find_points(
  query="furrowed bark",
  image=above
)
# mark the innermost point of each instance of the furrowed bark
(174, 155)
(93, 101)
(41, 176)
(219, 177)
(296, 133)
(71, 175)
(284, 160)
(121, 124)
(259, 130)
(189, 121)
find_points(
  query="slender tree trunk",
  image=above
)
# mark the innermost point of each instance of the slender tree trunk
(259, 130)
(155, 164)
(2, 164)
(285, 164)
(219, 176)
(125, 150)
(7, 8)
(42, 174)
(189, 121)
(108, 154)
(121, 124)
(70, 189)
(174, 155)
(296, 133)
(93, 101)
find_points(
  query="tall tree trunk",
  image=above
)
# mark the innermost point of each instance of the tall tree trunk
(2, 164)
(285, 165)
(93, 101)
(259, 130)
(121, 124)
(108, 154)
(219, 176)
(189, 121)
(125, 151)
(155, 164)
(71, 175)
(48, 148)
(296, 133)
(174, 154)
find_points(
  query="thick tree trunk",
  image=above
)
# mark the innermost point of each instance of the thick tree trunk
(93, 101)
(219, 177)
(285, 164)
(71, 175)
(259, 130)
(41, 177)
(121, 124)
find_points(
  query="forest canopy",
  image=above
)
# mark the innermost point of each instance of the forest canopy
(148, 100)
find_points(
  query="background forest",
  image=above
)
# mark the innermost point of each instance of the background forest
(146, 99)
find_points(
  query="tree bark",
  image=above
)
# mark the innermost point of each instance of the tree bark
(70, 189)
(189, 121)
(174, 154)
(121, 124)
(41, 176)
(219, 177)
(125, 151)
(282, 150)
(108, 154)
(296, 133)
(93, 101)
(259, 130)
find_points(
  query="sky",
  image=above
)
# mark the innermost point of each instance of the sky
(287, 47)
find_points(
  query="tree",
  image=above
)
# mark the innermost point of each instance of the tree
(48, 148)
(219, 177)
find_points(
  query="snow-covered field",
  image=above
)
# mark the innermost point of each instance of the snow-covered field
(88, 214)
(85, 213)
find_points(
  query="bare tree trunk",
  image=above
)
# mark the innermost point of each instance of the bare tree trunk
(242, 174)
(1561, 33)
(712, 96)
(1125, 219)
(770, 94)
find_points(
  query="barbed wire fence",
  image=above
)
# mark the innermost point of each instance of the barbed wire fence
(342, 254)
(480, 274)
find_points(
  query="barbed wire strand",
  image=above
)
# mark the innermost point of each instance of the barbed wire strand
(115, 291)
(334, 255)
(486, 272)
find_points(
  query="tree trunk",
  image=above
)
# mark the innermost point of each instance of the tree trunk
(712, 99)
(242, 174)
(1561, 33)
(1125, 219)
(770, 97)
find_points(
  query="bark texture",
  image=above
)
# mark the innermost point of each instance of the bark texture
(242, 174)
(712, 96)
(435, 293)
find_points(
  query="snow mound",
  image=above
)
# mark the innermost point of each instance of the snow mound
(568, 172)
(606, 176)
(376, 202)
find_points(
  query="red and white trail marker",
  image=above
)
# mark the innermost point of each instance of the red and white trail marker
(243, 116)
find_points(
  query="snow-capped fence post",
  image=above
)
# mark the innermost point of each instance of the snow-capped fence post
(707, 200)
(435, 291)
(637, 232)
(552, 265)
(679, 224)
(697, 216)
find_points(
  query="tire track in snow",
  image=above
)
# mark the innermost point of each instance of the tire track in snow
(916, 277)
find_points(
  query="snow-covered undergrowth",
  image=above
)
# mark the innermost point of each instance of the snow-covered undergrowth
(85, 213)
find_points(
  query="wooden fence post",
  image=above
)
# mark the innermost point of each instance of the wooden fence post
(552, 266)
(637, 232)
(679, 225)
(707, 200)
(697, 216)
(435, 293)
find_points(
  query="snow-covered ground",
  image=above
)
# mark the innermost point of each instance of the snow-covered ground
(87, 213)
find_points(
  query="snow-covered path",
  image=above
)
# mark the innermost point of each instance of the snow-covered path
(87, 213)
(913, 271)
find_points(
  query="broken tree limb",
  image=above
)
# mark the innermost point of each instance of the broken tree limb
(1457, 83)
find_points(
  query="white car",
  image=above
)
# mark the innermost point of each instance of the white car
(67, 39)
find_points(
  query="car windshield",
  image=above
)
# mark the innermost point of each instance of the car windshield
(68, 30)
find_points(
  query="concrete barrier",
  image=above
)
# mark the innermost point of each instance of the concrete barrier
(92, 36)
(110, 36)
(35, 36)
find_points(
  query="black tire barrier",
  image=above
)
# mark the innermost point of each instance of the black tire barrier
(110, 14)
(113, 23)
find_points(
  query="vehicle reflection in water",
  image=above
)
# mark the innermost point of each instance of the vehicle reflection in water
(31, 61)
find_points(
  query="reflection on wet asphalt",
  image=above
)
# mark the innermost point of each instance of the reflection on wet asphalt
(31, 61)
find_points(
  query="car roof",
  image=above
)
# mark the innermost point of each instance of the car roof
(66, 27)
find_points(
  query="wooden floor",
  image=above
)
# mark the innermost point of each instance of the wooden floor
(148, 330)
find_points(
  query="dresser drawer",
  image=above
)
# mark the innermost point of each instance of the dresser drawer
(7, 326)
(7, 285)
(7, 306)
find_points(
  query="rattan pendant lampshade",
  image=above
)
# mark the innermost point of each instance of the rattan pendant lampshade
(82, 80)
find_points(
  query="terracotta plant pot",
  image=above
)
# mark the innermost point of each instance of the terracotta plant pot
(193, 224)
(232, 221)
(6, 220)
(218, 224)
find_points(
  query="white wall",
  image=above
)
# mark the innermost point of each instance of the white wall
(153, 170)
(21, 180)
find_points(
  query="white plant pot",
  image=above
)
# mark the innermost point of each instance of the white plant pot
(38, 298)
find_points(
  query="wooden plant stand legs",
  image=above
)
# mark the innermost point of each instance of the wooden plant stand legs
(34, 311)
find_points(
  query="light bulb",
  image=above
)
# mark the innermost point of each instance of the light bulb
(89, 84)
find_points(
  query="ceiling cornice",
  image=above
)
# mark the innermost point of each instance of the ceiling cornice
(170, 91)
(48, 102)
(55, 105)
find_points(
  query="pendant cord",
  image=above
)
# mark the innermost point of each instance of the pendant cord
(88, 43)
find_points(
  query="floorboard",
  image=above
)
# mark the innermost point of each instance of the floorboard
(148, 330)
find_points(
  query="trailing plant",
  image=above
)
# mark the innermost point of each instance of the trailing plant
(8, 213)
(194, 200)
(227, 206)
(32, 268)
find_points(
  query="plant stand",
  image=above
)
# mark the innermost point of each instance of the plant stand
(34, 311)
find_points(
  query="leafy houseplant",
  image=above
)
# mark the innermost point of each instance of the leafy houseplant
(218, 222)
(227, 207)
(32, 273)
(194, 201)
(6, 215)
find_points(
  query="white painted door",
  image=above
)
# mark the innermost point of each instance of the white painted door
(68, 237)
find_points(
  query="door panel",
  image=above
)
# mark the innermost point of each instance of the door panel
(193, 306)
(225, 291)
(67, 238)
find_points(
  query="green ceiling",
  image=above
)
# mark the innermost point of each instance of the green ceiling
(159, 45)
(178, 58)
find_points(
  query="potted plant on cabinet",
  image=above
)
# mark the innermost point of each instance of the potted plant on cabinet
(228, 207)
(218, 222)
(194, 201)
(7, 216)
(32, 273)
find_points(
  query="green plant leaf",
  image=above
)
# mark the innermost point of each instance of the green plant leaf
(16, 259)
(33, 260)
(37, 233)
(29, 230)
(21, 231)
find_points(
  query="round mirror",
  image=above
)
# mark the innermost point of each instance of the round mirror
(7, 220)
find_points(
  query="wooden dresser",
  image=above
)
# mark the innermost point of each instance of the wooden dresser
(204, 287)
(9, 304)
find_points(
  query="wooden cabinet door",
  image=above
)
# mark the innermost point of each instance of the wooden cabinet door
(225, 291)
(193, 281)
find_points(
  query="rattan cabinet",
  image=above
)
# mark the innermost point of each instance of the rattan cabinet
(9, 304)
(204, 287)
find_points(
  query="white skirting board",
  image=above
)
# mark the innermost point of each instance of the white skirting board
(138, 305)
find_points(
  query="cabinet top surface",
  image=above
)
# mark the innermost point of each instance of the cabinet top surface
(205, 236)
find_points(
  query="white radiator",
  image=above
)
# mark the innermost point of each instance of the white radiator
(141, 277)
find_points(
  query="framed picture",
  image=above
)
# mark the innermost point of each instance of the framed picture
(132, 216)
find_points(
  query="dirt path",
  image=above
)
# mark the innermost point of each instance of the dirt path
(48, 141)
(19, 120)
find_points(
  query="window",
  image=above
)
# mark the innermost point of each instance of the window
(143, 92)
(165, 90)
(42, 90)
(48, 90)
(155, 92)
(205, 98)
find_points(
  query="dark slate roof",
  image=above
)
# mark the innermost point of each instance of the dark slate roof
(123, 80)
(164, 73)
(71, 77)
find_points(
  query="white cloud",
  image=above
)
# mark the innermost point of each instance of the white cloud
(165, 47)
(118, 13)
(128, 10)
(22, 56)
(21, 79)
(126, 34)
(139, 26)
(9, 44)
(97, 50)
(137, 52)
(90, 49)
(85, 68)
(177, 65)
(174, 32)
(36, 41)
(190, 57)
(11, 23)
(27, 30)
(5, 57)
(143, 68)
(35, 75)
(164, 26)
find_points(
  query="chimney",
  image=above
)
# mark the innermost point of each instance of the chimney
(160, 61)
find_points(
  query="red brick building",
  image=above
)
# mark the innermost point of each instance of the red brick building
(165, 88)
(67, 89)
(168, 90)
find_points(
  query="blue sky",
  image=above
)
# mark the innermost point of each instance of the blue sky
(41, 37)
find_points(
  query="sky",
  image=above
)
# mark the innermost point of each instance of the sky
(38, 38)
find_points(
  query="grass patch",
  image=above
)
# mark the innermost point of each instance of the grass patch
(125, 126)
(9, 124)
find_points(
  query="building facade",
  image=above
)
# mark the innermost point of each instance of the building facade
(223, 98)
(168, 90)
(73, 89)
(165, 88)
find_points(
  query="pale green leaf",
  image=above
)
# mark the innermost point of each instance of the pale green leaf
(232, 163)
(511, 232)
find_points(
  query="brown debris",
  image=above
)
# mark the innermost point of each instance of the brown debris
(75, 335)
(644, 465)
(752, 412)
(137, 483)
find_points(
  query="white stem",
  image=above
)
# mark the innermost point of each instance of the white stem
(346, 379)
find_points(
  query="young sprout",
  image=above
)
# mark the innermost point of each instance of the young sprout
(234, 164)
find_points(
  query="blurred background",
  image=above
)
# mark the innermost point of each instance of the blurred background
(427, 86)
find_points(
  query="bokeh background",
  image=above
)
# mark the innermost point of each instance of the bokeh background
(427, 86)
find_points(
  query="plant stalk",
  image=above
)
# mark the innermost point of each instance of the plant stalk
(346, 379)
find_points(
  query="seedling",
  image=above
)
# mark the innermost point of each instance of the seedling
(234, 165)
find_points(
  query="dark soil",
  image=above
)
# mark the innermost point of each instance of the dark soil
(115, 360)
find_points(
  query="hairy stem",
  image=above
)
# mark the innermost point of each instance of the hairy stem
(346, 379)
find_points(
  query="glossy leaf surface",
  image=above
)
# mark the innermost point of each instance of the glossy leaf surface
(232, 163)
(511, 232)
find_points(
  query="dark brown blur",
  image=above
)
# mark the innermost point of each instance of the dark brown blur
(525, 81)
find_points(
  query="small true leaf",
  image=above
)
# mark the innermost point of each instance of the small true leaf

_What is asked_.
Find every line in the items that contains the word "trunk", and copy each of those lines.

_Exercise solution_.
  query="slender tree trunk",
# mark the innermost point of each instance of the slender tree trunk
  query="tall tree trunk",
# mark the innermost point of each instance of the tall tree trunk
  query="thick tree trunk",
# mark the innermost point of each instance of the thick tree trunk
  query="bare tree trunk",
# mark the innermost point of each instance of the bare tree trunk
  query="tree trunk",
# mark the innermost point of each instance of the tree trunk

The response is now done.